DATA SUPPLIED:
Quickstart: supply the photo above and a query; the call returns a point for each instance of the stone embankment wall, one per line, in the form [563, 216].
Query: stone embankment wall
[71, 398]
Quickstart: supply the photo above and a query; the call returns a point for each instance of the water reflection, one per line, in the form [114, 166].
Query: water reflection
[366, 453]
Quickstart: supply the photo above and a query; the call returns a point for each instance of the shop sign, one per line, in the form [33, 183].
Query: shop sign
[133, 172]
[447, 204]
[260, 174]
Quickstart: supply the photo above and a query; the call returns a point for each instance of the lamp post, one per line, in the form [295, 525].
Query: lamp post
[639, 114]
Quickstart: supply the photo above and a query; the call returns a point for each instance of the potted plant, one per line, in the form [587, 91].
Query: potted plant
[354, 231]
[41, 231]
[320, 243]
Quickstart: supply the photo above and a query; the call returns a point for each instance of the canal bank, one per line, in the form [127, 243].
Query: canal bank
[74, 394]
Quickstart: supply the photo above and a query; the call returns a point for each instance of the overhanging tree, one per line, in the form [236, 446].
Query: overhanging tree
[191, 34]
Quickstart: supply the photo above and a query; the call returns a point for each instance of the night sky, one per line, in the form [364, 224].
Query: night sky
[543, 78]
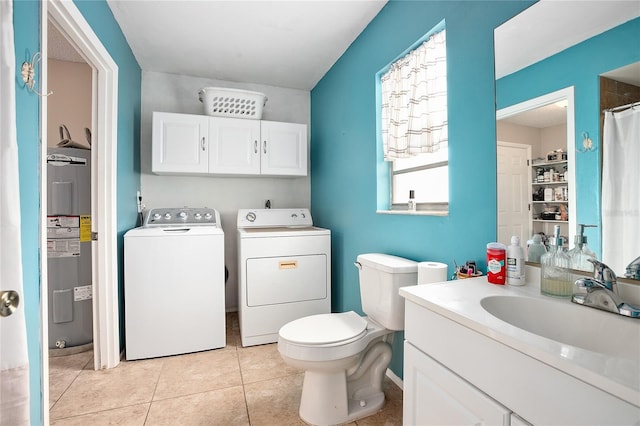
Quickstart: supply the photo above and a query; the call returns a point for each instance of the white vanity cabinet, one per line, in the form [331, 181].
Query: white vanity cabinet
[455, 374]
[194, 144]
[433, 395]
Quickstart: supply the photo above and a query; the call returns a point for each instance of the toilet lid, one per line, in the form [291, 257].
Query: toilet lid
[324, 328]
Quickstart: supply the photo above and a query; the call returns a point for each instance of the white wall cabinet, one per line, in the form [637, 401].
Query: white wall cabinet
[194, 144]
[179, 144]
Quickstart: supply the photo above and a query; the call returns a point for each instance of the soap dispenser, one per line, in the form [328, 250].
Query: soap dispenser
[555, 277]
[580, 254]
[536, 249]
[411, 205]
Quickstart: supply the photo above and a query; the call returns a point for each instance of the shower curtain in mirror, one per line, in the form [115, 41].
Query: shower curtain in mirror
[14, 367]
[621, 188]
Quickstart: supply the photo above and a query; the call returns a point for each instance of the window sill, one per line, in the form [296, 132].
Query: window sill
[415, 213]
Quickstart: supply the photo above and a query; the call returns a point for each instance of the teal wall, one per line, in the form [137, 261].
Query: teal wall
[580, 67]
[343, 145]
[26, 23]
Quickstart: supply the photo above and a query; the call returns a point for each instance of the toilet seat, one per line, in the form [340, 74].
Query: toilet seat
[325, 329]
[355, 334]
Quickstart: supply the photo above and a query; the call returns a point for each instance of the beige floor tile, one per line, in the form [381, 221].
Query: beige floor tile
[198, 372]
[275, 402]
[391, 413]
[127, 416]
[233, 330]
[218, 407]
[130, 383]
[63, 371]
[263, 362]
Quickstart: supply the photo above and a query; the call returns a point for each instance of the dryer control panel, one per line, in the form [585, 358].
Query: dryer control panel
[183, 216]
[271, 218]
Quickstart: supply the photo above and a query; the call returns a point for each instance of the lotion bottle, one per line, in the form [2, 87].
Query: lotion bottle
[555, 277]
[515, 262]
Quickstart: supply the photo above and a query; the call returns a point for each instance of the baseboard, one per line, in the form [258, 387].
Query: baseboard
[395, 379]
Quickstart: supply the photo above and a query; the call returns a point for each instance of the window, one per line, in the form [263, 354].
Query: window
[412, 126]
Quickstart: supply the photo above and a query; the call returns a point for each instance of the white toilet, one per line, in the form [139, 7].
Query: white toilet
[345, 356]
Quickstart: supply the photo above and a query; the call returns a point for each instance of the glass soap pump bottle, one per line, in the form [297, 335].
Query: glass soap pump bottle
[580, 254]
[555, 276]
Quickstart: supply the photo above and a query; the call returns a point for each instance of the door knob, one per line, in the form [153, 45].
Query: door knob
[9, 301]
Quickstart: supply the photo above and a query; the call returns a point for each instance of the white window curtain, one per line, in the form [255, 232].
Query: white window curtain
[414, 101]
[620, 177]
[14, 365]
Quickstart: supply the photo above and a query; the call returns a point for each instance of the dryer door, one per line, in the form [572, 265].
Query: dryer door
[276, 280]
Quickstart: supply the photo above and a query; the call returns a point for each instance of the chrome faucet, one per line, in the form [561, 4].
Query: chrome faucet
[601, 292]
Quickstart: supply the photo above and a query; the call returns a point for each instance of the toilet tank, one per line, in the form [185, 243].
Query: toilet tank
[381, 276]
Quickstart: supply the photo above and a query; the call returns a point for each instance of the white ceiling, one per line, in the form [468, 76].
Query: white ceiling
[280, 43]
[551, 26]
[293, 43]
[556, 25]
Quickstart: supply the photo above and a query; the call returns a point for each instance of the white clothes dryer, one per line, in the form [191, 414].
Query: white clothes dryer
[174, 282]
[284, 271]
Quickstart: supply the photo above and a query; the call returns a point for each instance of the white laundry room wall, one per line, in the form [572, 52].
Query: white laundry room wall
[179, 93]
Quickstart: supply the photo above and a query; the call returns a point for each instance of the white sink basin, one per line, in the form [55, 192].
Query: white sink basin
[567, 323]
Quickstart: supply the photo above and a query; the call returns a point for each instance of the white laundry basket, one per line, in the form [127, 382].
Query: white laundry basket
[232, 102]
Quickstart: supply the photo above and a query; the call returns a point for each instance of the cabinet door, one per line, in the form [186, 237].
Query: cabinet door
[179, 143]
[434, 395]
[235, 146]
[284, 149]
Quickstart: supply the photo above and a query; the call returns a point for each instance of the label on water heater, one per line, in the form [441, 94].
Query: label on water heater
[82, 293]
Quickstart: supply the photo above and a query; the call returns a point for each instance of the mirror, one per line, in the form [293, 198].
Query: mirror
[538, 62]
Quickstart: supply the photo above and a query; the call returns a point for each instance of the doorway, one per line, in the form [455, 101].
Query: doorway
[514, 192]
[547, 125]
[68, 20]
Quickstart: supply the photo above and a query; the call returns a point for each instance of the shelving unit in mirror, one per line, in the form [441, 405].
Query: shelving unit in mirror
[550, 196]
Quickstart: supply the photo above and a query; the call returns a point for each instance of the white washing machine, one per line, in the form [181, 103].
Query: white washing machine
[174, 283]
[284, 268]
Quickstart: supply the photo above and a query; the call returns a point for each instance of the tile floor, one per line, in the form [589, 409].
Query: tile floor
[228, 386]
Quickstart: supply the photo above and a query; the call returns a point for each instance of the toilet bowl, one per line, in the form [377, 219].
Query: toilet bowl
[345, 355]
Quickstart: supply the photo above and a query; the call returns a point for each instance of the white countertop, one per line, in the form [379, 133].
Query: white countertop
[460, 300]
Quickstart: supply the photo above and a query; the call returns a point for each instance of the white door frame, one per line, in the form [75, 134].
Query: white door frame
[106, 334]
[566, 94]
[527, 149]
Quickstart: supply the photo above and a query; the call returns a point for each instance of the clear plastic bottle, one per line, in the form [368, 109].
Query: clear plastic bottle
[536, 249]
[579, 255]
[515, 262]
[555, 276]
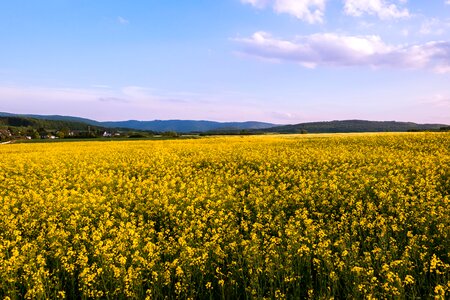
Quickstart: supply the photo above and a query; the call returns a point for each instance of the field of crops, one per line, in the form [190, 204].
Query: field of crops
[310, 216]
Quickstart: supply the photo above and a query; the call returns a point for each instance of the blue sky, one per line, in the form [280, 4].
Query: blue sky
[282, 61]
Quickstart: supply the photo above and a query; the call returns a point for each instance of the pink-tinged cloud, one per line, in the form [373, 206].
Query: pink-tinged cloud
[329, 49]
[380, 8]
[310, 11]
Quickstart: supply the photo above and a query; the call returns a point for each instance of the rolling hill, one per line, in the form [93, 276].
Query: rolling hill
[181, 126]
[351, 126]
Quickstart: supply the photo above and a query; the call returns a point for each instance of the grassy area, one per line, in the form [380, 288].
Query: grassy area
[308, 216]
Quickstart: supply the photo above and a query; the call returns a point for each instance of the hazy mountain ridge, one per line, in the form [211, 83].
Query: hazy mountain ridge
[353, 126]
[203, 126]
[181, 126]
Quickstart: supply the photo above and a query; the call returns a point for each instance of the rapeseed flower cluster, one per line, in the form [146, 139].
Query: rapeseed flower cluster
[315, 216]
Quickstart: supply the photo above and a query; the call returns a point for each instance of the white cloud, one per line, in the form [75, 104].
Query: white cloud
[380, 8]
[434, 26]
[329, 49]
[122, 20]
[310, 11]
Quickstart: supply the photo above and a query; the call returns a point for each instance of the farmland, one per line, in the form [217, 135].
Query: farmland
[311, 216]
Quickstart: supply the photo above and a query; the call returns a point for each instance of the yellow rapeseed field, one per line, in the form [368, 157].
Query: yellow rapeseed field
[311, 216]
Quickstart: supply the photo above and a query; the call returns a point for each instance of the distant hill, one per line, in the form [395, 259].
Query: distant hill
[186, 126]
[54, 118]
[352, 126]
[181, 126]
[19, 121]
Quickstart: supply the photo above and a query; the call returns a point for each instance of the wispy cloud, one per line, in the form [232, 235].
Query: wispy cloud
[380, 8]
[310, 11]
[122, 20]
[329, 49]
[112, 99]
[434, 26]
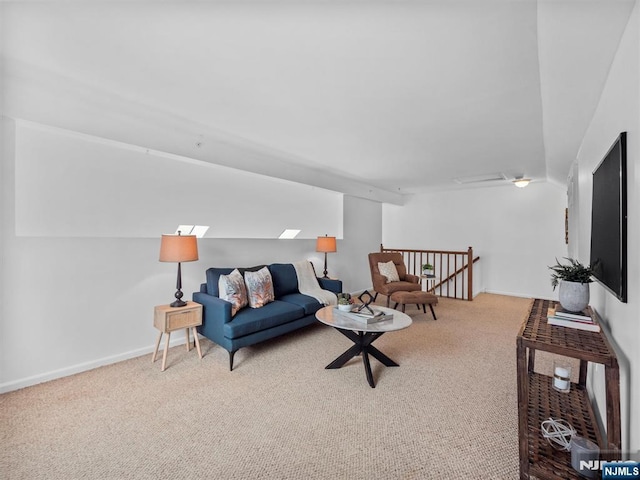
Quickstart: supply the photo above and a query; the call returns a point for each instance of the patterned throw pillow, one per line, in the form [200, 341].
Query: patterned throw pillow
[259, 287]
[389, 270]
[232, 290]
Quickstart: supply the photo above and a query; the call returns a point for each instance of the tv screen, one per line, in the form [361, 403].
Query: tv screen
[609, 220]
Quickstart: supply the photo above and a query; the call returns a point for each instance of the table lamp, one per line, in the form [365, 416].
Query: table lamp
[178, 248]
[327, 245]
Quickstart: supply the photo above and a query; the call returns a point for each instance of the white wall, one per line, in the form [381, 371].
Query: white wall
[618, 111]
[75, 185]
[70, 303]
[516, 232]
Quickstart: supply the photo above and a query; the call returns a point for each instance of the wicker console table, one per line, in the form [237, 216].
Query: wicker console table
[537, 400]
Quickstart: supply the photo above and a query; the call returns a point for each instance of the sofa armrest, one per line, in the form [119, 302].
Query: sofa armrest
[330, 284]
[411, 278]
[214, 309]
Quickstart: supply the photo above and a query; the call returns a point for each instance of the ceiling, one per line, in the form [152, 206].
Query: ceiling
[377, 98]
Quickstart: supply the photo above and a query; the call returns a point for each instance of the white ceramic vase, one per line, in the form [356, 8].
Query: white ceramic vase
[573, 296]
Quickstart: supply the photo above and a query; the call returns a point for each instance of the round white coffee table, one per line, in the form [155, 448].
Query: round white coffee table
[363, 335]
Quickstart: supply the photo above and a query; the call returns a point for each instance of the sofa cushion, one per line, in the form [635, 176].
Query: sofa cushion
[251, 320]
[285, 280]
[259, 287]
[310, 304]
[233, 290]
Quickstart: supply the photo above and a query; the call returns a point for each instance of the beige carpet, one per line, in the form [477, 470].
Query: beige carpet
[448, 412]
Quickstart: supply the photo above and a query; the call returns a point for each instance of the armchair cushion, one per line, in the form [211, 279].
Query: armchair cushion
[389, 271]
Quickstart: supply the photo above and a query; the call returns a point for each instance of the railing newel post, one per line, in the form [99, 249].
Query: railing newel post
[470, 274]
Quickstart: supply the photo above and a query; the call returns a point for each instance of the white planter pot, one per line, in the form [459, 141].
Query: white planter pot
[573, 296]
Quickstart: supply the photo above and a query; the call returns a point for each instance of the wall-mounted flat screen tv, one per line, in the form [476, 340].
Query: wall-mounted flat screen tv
[609, 220]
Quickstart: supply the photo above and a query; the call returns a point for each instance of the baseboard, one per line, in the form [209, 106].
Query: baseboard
[517, 294]
[83, 367]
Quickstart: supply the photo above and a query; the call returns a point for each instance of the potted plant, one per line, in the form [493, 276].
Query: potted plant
[427, 269]
[344, 302]
[574, 280]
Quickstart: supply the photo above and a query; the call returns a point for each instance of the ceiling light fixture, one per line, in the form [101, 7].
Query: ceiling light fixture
[521, 182]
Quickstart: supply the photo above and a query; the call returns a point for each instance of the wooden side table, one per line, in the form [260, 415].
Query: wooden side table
[167, 319]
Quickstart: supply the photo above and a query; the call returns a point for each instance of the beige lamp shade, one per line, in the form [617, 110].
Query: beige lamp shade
[178, 248]
[326, 244]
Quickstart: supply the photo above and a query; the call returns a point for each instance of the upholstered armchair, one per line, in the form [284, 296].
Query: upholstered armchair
[382, 285]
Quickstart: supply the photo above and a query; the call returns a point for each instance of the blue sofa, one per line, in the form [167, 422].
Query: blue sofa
[290, 311]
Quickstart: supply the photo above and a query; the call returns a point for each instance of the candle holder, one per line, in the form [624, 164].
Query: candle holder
[561, 376]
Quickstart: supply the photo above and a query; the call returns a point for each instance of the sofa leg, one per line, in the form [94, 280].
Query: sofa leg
[231, 354]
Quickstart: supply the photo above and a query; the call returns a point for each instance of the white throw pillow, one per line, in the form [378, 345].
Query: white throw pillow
[259, 287]
[233, 290]
[389, 270]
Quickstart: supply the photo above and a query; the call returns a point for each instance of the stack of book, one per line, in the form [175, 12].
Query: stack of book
[578, 320]
[367, 315]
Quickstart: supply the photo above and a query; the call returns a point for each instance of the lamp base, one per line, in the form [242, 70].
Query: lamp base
[179, 302]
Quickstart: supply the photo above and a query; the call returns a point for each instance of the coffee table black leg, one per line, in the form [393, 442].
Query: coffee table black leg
[345, 357]
[367, 368]
[362, 344]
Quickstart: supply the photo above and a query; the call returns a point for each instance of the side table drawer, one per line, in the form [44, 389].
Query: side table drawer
[184, 319]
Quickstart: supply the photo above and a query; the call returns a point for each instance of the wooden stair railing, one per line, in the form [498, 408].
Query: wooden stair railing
[453, 269]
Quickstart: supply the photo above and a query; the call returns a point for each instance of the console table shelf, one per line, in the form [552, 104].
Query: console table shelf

WORK TO BE COMPLETED: Can you quote exactly the lines from the one containing "form [393, 442]." through the last line of the records above, and nothing else?

THE COMPLETED TASK:
Quickstart: supply the photo above and a query; the call returns a point for each instance of the coffee table black leg, one per line, in the form [393, 442].
Query: coffee table black leg
[345, 357]
[367, 368]
[362, 344]
Quickstart: supply the photo above and a query; the call returns a point for each instance of the side table drawer, one per line, in the form [44, 389].
Query: side table drawer
[184, 319]
Quickstart: supply the photo above and a query; the call returns a point for each instance of the wooden stair railing, one per line, in the form [498, 408].
Query: wooden stair railing
[453, 269]
Quickstart: supply the photo above and a query; the call returns a point for each instance of the console table shelf, one per line, in the form [552, 104].
Query: console table shelf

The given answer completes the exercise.